**Job**
Every entry must be duplicated precisely as written.

**Extracted material**
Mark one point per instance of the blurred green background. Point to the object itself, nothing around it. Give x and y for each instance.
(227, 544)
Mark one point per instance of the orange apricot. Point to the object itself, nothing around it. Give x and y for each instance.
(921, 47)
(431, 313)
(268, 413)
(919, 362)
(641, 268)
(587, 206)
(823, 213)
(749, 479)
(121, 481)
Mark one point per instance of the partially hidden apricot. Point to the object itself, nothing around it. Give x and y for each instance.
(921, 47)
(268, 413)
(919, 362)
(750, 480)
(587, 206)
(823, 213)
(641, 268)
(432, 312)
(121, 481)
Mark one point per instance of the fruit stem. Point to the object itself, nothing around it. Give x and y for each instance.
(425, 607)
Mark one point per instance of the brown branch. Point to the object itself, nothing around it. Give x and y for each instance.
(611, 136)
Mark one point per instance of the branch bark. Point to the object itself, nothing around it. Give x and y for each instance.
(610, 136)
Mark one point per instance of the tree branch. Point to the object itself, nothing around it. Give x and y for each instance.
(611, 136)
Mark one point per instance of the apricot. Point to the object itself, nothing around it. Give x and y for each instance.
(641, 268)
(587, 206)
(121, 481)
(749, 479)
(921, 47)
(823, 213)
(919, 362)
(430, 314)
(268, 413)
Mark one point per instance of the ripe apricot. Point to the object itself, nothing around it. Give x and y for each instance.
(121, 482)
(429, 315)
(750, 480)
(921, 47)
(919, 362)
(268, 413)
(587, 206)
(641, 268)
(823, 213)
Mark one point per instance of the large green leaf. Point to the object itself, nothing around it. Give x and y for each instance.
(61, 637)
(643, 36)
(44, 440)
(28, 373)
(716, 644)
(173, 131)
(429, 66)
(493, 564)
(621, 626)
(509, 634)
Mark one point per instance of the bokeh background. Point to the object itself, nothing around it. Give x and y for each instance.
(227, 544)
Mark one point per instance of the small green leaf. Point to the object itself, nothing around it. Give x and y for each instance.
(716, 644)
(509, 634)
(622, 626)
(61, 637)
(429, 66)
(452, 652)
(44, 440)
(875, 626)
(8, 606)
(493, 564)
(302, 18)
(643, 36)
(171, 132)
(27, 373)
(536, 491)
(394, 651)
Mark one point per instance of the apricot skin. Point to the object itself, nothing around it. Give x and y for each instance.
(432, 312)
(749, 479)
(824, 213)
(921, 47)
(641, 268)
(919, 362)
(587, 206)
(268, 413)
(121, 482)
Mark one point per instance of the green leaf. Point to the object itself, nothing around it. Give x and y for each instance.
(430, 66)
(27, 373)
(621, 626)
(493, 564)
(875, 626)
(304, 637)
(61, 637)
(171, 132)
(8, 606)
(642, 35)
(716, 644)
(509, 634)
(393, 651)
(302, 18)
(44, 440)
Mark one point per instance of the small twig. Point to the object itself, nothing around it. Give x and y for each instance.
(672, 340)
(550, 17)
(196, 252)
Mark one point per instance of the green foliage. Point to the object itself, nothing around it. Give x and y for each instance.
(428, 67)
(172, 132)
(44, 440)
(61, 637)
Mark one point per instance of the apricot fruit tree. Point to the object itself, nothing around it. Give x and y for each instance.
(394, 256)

**Response**
Mark one point per instance of the blurred green background. Point to the object itself, nothing around it. Give x and y for each instance.
(227, 544)
Mark one point per instance of the orange apricot. Point to the object itself, nothing around it. Give x and y for each instance.
(921, 47)
(431, 313)
(268, 413)
(919, 362)
(641, 268)
(587, 206)
(823, 213)
(749, 479)
(121, 481)
Mark one point per instance of the partially hidden apricot. Point to the object itself, nothing around it. Give x and y for each instance.
(921, 47)
(268, 413)
(919, 362)
(750, 480)
(587, 206)
(823, 213)
(641, 268)
(432, 312)
(121, 481)
Mark one point per instance of the fruit stem. Point to the object itself, nothing around it. Give x and y for each instance.
(425, 607)
Mark one point per instance of the brown branch. Point to the object itself, nothing around it. Give x and y for each instance.
(611, 136)
Mark one point per instance of the branch bark. Point to the object itself, nothing around it. Give x and y for each instance.
(610, 136)
Mark one point per instance of the tree branch. Point to the object itself, nothing around it. Give x and y for each instance.
(611, 136)
Mark one point per instance of the apricot. Point to the object itself, nothing around it. Give x and y for each instance.
(641, 268)
(587, 206)
(121, 481)
(749, 479)
(921, 47)
(823, 213)
(919, 362)
(430, 314)
(268, 413)
Mark one point per instance of the ripe apricot. Point to the object itself, nothing around it. Give x and y for each instance.
(121, 482)
(429, 315)
(750, 480)
(921, 47)
(919, 362)
(268, 413)
(587, 206)
(641, 268)
(823, 213)
Mark one point per instance of the large green leaf. Point to the object itself, nothing around it. Give x and y for each instance.
(61, 637)
(643, 36)
(44, 440)
(28, 373)
(716, 644)
(173, 131)
(429, 66)
(493, 564)
(621, 626)
(509, 634)
Mark one point per instance of the bokeh background. Point to the object itself, nothing around it. Give x and y for each instance.
(227, 544)
Mark one point per instance of the small green leaf. Point to the object itself, nothing around it. Give x and y for each instance.
(716, 644)
(509, 634)
(622, 626)
(61, 637)
(429, 66)
(452, 652)
(44, 440)
(875, 626)
(8, 606)
(493, 564)
(302, 18)
(643, 36)
(171, 132)
(27, 373)
(536, 491)
(394, 651)
Mark one point per instance of the apricot skin. Point to the object itself, nothing around it. Give x and y for each instance.
(432, 312)
(749, 479)
(824, 213)
(921, 47)
(641, 268)
(919, 362)
(587, 206)
(268, 413)
(121, 482)
Mark one point per instance of the green leaf. Point to the object itself, nothing around it. Give x and y for each instance.
(430, 66)
(27, 373)
(621, 626)
(493, 564)
(875, 626)
(304, 637)
(61, 637)
(171, 132)
(8, 606)
(642, 35)
(716, 644)
(509, 634)
(393, 651)
(302, 18)
(44, 440)
Mark one point per instance of the small twig. Point to the object itself, nothing around it. Give x and y for each instance.
(672, 340)
(550, 17)
(196, 252)
Mark one point per instance of the green foliage. Point to the object itself, nothing around it. Give x and y for each instance.
(428, 67)
(172, 132)
(44, 440)
(61, 637)
Mark one point per instance of the apricot fruit tree. Point to the object itself, nothing around it. Give x and y for each instance.
(394, 256)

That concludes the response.